DATA FOR THE TASK:
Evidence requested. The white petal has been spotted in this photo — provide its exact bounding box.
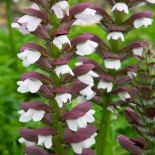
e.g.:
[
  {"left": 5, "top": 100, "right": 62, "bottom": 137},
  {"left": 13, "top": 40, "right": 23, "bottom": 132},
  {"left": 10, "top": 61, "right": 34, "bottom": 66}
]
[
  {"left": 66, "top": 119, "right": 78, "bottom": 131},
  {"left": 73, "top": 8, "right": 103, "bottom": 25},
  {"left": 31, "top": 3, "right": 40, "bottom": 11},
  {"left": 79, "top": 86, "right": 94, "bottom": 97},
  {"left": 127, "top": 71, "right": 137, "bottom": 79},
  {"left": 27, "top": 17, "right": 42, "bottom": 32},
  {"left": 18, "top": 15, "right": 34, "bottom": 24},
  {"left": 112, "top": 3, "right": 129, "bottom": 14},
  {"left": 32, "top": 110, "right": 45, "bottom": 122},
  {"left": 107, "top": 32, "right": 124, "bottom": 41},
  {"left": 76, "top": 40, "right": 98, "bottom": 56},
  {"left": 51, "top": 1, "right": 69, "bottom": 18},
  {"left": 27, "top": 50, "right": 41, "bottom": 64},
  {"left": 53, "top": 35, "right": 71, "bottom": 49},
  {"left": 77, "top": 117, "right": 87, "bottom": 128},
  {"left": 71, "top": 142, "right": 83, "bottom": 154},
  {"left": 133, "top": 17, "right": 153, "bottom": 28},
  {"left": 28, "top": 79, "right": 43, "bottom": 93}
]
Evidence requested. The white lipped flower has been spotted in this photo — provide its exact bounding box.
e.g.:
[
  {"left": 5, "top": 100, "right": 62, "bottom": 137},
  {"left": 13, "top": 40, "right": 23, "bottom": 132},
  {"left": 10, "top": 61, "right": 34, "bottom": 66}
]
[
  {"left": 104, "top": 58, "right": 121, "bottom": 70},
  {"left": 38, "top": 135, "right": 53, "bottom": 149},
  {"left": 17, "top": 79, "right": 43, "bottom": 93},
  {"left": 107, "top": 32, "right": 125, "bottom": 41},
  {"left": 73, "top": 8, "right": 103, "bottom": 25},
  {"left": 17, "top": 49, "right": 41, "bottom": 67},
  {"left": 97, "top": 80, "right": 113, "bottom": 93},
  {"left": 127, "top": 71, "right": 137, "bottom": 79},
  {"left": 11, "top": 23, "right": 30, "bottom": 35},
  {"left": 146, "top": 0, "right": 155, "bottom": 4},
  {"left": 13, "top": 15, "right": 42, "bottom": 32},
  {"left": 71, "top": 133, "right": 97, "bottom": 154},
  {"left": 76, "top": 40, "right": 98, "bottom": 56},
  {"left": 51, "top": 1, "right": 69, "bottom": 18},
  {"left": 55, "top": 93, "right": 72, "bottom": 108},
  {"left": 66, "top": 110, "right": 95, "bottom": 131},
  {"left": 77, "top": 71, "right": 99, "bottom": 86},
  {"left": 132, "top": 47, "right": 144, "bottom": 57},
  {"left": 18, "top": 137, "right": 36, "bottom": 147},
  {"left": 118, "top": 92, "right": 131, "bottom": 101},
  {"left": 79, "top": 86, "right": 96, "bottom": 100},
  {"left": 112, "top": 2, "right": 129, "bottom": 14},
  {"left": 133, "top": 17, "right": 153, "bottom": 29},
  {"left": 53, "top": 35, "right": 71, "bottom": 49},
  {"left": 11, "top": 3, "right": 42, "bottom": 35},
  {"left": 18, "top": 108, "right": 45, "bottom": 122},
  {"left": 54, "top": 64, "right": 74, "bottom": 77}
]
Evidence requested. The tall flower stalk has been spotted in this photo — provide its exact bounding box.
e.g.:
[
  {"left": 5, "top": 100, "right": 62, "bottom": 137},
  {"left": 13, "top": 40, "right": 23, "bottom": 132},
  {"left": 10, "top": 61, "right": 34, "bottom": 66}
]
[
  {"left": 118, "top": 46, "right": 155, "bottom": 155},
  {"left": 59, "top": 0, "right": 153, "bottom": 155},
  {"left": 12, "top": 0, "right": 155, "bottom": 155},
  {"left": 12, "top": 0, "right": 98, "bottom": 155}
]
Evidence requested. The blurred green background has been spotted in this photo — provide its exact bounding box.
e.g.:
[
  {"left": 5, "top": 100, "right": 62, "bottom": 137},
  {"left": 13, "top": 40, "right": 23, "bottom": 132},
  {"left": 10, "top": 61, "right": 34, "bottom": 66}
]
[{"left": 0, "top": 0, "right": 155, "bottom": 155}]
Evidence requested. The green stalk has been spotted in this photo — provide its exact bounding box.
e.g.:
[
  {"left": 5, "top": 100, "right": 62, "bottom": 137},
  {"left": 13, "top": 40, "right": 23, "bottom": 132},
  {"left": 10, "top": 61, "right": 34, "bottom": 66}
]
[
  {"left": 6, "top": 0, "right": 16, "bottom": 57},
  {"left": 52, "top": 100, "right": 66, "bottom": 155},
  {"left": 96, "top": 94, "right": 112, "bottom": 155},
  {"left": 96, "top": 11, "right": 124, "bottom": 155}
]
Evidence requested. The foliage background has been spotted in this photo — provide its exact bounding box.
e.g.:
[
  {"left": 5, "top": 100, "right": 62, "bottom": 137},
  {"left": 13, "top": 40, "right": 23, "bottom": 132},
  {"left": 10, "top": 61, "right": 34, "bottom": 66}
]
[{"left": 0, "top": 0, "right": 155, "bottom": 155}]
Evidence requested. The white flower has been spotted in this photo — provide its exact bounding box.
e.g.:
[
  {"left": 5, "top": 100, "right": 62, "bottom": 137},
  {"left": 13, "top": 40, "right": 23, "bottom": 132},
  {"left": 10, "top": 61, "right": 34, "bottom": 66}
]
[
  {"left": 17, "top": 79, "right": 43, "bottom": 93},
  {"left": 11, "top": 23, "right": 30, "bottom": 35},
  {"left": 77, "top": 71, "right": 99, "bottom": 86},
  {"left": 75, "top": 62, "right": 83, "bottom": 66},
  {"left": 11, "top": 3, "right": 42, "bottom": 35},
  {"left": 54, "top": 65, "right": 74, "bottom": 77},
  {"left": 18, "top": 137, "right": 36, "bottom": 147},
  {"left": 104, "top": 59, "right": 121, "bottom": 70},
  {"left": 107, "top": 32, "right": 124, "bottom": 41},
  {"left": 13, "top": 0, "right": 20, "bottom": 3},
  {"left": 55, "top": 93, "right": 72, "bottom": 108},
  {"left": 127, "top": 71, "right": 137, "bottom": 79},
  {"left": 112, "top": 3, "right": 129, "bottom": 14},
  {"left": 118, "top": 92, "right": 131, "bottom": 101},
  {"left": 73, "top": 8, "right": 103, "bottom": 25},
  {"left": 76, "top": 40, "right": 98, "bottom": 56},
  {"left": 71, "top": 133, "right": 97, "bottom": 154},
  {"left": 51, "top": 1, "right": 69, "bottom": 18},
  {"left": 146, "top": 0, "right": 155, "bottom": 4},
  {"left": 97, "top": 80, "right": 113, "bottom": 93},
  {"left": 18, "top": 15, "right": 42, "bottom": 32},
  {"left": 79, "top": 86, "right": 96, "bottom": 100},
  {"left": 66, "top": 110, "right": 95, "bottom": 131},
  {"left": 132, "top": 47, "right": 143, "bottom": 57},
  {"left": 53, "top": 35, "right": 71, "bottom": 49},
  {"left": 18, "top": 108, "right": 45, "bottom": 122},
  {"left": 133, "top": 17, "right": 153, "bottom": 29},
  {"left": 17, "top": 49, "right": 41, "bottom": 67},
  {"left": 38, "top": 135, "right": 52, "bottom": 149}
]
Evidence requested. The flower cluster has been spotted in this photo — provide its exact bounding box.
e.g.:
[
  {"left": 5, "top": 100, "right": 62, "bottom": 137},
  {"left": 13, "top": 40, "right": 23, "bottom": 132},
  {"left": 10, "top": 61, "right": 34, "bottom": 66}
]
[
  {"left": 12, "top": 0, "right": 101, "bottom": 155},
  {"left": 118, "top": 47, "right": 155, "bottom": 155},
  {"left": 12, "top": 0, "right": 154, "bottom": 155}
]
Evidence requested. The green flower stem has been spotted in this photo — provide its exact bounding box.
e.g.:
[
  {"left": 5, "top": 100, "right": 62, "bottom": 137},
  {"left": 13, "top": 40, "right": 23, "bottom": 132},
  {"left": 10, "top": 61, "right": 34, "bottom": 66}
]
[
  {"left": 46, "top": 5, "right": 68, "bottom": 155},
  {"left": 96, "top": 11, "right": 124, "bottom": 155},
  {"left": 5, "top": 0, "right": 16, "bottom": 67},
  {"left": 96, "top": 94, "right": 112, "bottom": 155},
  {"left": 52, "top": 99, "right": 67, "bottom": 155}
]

...

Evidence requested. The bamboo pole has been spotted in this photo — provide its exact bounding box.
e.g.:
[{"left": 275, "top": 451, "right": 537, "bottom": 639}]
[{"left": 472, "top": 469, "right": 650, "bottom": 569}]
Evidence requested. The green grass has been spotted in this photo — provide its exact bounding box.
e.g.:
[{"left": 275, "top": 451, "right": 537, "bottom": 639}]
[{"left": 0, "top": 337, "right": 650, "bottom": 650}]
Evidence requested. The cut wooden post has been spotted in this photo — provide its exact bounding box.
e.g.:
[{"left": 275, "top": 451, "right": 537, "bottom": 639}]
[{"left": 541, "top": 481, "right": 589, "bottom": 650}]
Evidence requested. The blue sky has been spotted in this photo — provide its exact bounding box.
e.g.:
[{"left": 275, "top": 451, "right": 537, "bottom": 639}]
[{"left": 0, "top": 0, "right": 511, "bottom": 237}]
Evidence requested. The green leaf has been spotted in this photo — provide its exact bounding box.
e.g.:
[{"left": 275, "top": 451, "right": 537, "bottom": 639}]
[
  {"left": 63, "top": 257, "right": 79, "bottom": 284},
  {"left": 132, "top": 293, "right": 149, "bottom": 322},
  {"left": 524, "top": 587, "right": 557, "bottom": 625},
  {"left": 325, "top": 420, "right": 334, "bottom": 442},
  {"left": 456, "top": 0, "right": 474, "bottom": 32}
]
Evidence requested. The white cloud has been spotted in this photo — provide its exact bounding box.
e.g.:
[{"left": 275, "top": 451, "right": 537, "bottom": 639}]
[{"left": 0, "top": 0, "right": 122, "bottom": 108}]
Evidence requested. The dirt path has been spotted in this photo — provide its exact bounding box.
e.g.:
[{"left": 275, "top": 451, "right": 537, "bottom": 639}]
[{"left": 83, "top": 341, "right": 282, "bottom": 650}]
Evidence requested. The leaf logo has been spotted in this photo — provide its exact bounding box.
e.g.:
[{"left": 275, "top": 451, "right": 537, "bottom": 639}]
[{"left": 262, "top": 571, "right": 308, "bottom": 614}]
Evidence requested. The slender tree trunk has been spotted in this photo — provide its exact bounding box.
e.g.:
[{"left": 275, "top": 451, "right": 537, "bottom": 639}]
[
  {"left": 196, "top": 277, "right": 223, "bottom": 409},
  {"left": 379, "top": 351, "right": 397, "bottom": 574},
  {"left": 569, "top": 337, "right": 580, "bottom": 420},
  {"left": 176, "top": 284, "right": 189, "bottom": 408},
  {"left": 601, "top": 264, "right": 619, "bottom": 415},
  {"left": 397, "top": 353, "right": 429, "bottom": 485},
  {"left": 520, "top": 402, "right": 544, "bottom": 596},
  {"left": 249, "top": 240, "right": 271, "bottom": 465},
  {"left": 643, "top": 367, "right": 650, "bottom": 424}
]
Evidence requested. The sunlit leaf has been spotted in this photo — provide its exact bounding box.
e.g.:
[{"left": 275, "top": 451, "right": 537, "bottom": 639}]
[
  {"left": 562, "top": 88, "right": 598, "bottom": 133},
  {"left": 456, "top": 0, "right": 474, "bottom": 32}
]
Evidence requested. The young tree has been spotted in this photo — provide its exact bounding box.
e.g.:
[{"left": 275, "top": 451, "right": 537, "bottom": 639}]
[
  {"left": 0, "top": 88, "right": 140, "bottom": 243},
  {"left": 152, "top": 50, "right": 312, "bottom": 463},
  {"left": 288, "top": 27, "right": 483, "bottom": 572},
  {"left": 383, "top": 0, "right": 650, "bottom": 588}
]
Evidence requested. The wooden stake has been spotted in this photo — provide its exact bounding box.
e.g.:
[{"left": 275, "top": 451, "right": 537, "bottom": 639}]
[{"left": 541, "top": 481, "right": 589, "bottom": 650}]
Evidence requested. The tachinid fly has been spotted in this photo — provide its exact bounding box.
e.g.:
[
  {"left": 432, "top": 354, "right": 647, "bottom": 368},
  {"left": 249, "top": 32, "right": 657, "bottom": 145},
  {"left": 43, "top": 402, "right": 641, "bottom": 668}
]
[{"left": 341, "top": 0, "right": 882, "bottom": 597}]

GOAL:
Pull out every line of the listing that contains the word "wooden" and copy those lines.

TASK RESULT:
Evidence requested. The cut wooden post has been spotted in this photo — provide its exact bounding box.
Evidence requested. The wooden stake has been spotted in this photo — provide its exact bounding box.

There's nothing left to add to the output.